■ **INFORMATION**
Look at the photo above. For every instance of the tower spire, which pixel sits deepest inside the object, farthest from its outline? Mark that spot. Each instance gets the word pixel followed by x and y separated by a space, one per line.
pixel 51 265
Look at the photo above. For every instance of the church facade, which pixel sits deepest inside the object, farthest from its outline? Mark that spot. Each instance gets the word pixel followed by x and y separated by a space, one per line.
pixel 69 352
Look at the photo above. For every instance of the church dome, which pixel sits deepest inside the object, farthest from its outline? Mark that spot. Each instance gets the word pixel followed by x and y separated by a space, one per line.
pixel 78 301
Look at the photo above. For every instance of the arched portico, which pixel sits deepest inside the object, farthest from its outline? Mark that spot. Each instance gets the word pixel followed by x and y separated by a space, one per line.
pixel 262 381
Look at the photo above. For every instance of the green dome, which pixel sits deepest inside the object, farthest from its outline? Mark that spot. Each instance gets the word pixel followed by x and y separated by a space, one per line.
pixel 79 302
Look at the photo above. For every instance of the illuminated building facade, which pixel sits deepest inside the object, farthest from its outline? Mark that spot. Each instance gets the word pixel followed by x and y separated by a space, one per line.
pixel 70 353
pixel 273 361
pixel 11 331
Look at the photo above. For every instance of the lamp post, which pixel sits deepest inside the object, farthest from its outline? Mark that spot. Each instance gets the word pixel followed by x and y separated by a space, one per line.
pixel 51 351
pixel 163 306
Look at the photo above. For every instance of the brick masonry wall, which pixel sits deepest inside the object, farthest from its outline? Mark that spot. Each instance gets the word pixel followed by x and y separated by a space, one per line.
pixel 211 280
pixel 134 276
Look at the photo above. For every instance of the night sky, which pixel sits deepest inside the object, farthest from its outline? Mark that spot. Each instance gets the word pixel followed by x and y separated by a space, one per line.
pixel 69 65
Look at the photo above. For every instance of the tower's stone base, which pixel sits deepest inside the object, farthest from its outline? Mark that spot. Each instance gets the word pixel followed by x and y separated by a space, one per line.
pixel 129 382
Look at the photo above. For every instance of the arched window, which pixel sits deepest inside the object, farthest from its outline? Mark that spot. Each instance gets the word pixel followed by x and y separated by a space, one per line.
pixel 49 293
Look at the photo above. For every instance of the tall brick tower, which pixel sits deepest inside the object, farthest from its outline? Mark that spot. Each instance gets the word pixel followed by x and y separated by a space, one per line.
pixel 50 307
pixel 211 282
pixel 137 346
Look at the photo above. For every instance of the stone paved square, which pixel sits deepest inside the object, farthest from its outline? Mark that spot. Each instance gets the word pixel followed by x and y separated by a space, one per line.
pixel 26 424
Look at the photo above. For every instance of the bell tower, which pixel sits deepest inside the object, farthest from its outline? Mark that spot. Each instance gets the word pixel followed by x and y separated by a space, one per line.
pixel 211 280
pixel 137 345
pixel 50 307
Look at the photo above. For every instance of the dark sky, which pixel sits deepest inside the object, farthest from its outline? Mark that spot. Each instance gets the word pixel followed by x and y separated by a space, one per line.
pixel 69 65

■ **EXERCISE**
Please copy the entire listing, leaving each line exactly as written.

■ **RESULT FOR THIS TASK**
Look at the photo above. For every instance of the tower spire, which pixel sits deepest inside the object, farthest from its outline? Mark that spot. Each instance gets the word pixel followed by x and y separated by a space, one per line.
pixel 51 265
Look at the photo above. For every instance of the church facade, which pixel sits deepest inside the object, farthest from its outline? Mark that spot. Each instance gets the word pixel followed by x and y separated by a space, one per line.
pixel 69 352
Look at the photo above. For every instance of the church dome, which pixel sits deepest inside the object, farthest from its outline? Mark that spot. Each instance gets the word pixel followed by x and y separated by a space, one per line.
pixel 78 301
Look at the photo above. For every instance of the arched portico, which pixel sits deepest inside the object, farthest from its outline? Mark that spot. Each instance gets the word pixel followed by x and y separated by a space, one per line.
pixel 262 381
Look at the photo above. For every instance of the green dome, which pixel sits deepest inside the object, farthest from its outline? Mark that spot. Each instance gets the word pixel followed by x and y separated by a space, one per line.
pixel 79 302
Look at the photo above. For every instance of the illuminated building facade, which pixel sits deepest inside the object, farthest from its outline? Mark that spot. Each instance gets the word pixel followed by x and y separated by a space, one per line.
pixel 70 353
pixel 273 361
pixel 11 331
Look at the photo above. For every instance of the lamp post, which pixel sits deepest inside the object, farthest from its outline? Mark that spot. Each instance gets the word pixel followed by x and y separated by a space, one per line.
pixel 51 351
pixel 163 306
Look at the photo above. For every instance of the brick masonry wall, which pixel sits deepest inside the object, farthest from its outline? Mark that spot. Each instance gets the word pixel followed by x and y separated by a space, one per line.
pixel 211 280
pixel 134 276
Look at the photo above. For every instance of the night sky, which pixel sits deepest inside the object, farthest from its outline? Mark that spot. Each instance gets the word pixel followed by x and y separated by a space, one per line.
pixel 69 65
Look at the photo above. For every instance of the tower's stone base, which pixel sits deepest inside the object, farthest from its outline? Mark that spot. Each instance gets the word pixel followed by x and y separated by a space, one per line.
pixel 129 382
Look at the photo above. For every instance of the arched window, which pixel sits deepest inside the object, farthest from its outline? Mark that spot. Each instance gets the word pixel followed by x and y separated by a space, one per line.
pixel 49 293
Look at the photo above. For every instance of the tall brick tower, which pixel sits deepest inside the object, farthest from its outline? Mark that spot. Each instance gets the word pixel followed by x and y separated by a space, one per line.
pixel 50 307
pixel 211 282
pixel 137 346
Look at the photo above. For every instance of the stone paved square, which pixel sits deepest inside the object, farthest from its outline? Mark that spot. Each instance gets the word pixel followed by x and y separated by a space, one per line.
pixel 26 424
Look at the photo above. For every instance of the bell tower, which pixel sits deepest inside the object, farthest from its outline? Mark that spot. Each instance gets the word pixel followed by x and y separated by a space, one per line.
pixel 211 280
pixel 137 345
pixel 50 307
Look at the photo above. For every instance of the dark sky, which pixel sits deepest inside the object, farthest from its outline? Mark that spot. Each instance gets the word pixel followed by x and y separated by a space, one per line.
pixel 69 65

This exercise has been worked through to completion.